• BLOC DE TEXTE:
2°) La lecture du dossier constitué d’une multitude de pièces et de compléments demandés par plusieurs administrations n’est pas aisée...Et décourageante pour le non initié qui a le droit de chercher à comprendre ...
3°) L’étude d’impact :
Il semble qu’une seule visite ait été effectuée pour inventorier l’avifaune assez riche compte tenue du nombre d’espèces protégées qui sont présentes : au moins une quinzaine. Cela ne nous parait pas compatible avec la déontologie en la matière...
Il est affirmé que les milieux seraient défavorables à la présence d’amphibiens, il s’agit d’une affirmation complètement gratuite puisqu’ils n’ont pas été recherchés. Même remarque pour les reptiles.
Le projet est pourtant situé dans un corridor biologique délimité lors des études nécessaires au projet de SCOT Tarentaise. Nous avions cru comprendre que ces corridors seraient inconstructibles...Et on s’apprête à y tracer des pistes de 7m de large, à enfouir une conduite de 80cm de diamètre sur trois kilomètres, à capter deux cours d’eaux qui totalisent un linéaire naturel de 8.5 km de long...A défricher évidemment 1.6 ha de forêt.
Le tracé des pistes de 7m de large, du positionnement de la conduite parait très vague et susceptible d’évoluer. Cela peut avoir un effet positif s’il s’agit d’éviter des espèces protégées ou des zones humides. Mais il semble que cet inventaire puisse être complété...
Les cours d’eau correspondraient à une zone de «perméabilité aquatique». Quelles seront les conséquences de leur quasi assèchement ?
L’impact paysager est complètement minoré alors qu’il devrait être particulièrement pris en compte dans un secteur très touristique (juste en aval de la fameuse piste de Bob). La conduite forcée doit suivre à juste titre les sentiers existants et qui souvent bordent le torrent. Les photos présentes dans le dossier sont éloquentes à ce sujet. Nous allons vers un désastre paysager pour une quinzaine d’années. Comment imaginer l’allure de ces sympathiques chemins en milieu forestier quand une pelle mécanique y aura tracé une cicatrice dont la largeur n’est pas précisée, mais on peut craindre qu’elle soit de 7m de large. ..Un des points forts du PADD du SCOT Tarentaise est la relance du tourisme estival en s’appuyant sur le patrimoine naturel.. Le traitement que l’on envisage de réserver à ce corridor biologique parait vraiment inquiétant.
Combien de pêches électriques ont-elles été réalisées pour déterminer la présence de poissons ? Où ont- elles été menées ? Même si des infranchissables rendent la montaison impossible, il ne faut pas réduire la vie aquatique à la présence ou non de truite Fario.
La valeur du débit réservé est faible et va probablement impliquer un gel du cours d’eau durant une longue période compte tenu de son exposition. Cela est évidemment très défavorable au maintien de la vie aquatique. L’impact du rejet d’eaux usées dans l’un des ruisseaux sera d’autant plus fort...Il faudrait évidemment déterminer l’origine de cette pollution et y porter remède.
Le montant consacré aux mesures compensatoires (60 000 euros) et dérisoire par rapport au coût des travaux (7.6 M€). Les services de l’Etat ont suggéré une participation financière permettant d’améliorer la franchissabilité de la partie avale du torrent. Cela nous parait pour le moins nécessaire de la même façon que le relèvement du débit réservé.
Mais dans l’état du dossier qui montre différentes lacunes et compte tenu de l’absence de réflexion globale à l’échelle Tarentaise, nous souhaitons que ce projet soit ajourné.

• CONSIGNE:
Recopiez le passage du bloc de texte situé entre « Le projet est » et « ha de forêt. », ces deux bornes comprises.

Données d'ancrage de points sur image
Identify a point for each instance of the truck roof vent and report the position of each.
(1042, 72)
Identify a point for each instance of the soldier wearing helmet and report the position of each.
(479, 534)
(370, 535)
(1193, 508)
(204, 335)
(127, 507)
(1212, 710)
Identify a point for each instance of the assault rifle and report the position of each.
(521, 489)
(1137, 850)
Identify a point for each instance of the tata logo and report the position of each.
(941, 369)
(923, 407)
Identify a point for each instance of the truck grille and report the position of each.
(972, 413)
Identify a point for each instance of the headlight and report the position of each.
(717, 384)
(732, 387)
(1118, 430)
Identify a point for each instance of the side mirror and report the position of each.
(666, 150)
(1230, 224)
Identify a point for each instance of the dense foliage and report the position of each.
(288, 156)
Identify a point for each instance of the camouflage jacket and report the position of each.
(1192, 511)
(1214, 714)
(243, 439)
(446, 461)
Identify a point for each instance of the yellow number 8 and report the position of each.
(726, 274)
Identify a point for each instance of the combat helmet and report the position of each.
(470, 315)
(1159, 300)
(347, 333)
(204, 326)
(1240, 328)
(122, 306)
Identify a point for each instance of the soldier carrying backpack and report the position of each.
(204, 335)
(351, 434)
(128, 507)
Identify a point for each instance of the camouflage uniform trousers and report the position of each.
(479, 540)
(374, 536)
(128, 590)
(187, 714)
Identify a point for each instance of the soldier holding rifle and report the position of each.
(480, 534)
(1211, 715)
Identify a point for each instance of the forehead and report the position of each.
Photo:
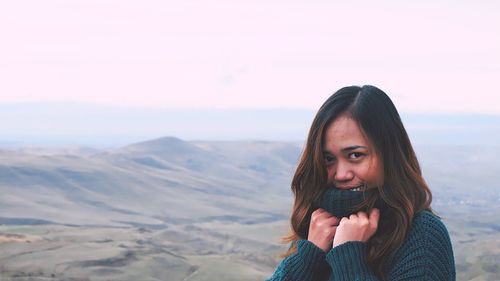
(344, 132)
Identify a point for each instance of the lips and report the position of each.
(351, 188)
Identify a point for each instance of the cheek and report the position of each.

• RÉPONSE RÉDIGÉE:
Le projet est pourtant situé dans un corridor biologique délimité lors des études nécessaires au projet de SCOT Tarentaise. Nous avions cru comprendre que ces corridors seraient inconstructibles...Et on s’apprête à y tracer des pistes de 7m de large, à enfouir une conduite de 80cm de diamètre sur trois kilomètres, à capter deux cours d’eaux qui totalisent un linéaire naturel de 8.5 km de long...A défricher évidemment 1.6 ha de forêt.